*** EXCERPTED DATA Section Begins ***
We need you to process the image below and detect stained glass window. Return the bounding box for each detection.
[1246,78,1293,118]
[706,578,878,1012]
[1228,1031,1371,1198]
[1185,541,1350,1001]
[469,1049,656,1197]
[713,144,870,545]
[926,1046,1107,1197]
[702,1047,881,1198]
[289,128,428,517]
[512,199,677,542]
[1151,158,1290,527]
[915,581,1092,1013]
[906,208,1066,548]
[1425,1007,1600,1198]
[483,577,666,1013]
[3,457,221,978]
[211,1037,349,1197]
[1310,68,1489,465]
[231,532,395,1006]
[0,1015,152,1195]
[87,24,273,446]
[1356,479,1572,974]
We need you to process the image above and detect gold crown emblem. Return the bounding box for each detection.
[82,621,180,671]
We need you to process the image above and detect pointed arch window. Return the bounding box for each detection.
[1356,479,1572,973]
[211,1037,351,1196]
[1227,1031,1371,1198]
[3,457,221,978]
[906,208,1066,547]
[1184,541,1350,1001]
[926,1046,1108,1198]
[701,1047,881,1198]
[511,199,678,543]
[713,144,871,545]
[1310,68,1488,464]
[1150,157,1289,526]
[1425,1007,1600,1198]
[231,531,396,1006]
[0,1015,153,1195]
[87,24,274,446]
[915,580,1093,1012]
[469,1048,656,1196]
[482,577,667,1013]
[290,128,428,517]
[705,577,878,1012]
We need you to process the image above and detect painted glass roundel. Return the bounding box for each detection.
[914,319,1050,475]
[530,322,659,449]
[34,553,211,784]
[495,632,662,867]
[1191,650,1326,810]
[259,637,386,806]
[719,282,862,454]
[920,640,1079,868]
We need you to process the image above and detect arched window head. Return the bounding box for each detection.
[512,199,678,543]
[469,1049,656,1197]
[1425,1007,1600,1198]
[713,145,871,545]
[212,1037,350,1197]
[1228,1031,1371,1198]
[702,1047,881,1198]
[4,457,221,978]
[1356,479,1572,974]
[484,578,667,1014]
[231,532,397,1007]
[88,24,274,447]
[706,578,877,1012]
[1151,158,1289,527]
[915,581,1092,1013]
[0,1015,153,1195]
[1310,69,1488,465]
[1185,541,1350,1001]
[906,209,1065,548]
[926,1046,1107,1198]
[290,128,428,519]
*** EXCERPTED DATA Section Ends ***
TASK TO CARRY OUT
What is wanted is the complete set of entries, returned verbatim.

ANSWER BOX
We need you to process the image below and detect stained glass window. Return the bounding box for each detection.
[1246,78,1293,118]
[706,578,878,1012]
[1228,1031,1371,1198]
[1185,541,1350,1001]
[469,1049,656,1197]
[713,144,870,545]
[926,1046,1107,1197]
[702,1047,881,1198]
[289,128,428,517]
[512,199,677,542]
[1151,158,1290,527]
[915,581,1092,1013]
[906,208,1066,548]
[1425,1007,1600,1198]
[483,577,666,1013]
[3,457,221,978]
[211,1037,349,1197]
[1310,68,1489,465]
[231,532,395,1006]
[0,1015,152,1195]
[87,24,273,446]
[1356,479,1572,974]
We need you to process the image above and detect gold crown emblem. Return the bounding box for each detection.
[82,621,180,671]
We need you to process the image above and detect pointed arch window. Return the bounding box for each detection.
[1356,479,1572,973]
[211,1037,351,1196]
[1227,1031,1371,1198]
[3,457,221,978]
[906,208,1066,547]
[1184,541,1350,1001]
[926,1046,1108,1198]
[701,1047,881,1198]
[511,199,678,543]
[713,144,871,545]
[1310,68,1488,464]
[1150,157,1289,526]
[1425,1007,1600,1198]
[231,531,396,1006]
[0,1015,153,1195]
[87,24,274,446]
[915,580,1093,1012]
[469,1048,656,1196]
[482,577,667,1013]
[290,128,428,517]
[705,577,878,1012]
We need you to process the image above and detect painted glass roundel. Return the bounding box for each detection.
[914,319,1050,475]
[530,322,659,449]
[34,553,211,784]
[495,632,662,867]
[1191,650,1326,810]
[259,637,386,806]
[719,282,862,454]
[920,640,1079,868]
We need you to process the image above and detect arched window head. Return the bounding box for each detection.
[512,199,678,543]
[469,1049,656,1197]
[1425,1007,1600,1198]
[713,145,871,545]
[212,1037,350,1197]
[1228,1031,1371,1198]
[702,1047,881,1198]
[4,457,221,978]
[1356,479,1572,974]
[484,578,667,1014]
[231,532,397,1007]
[88,24,274,447]
[706,578,877,1012]
[1151,158,1289,527]
[915,581,1092,1013]
[0,1015,153,1195]
[1310,69,1488,465]
[1185,541,1350,1001]
[906,209,1065,548]
[926,1046,1107,1198]
[290,128,428,519]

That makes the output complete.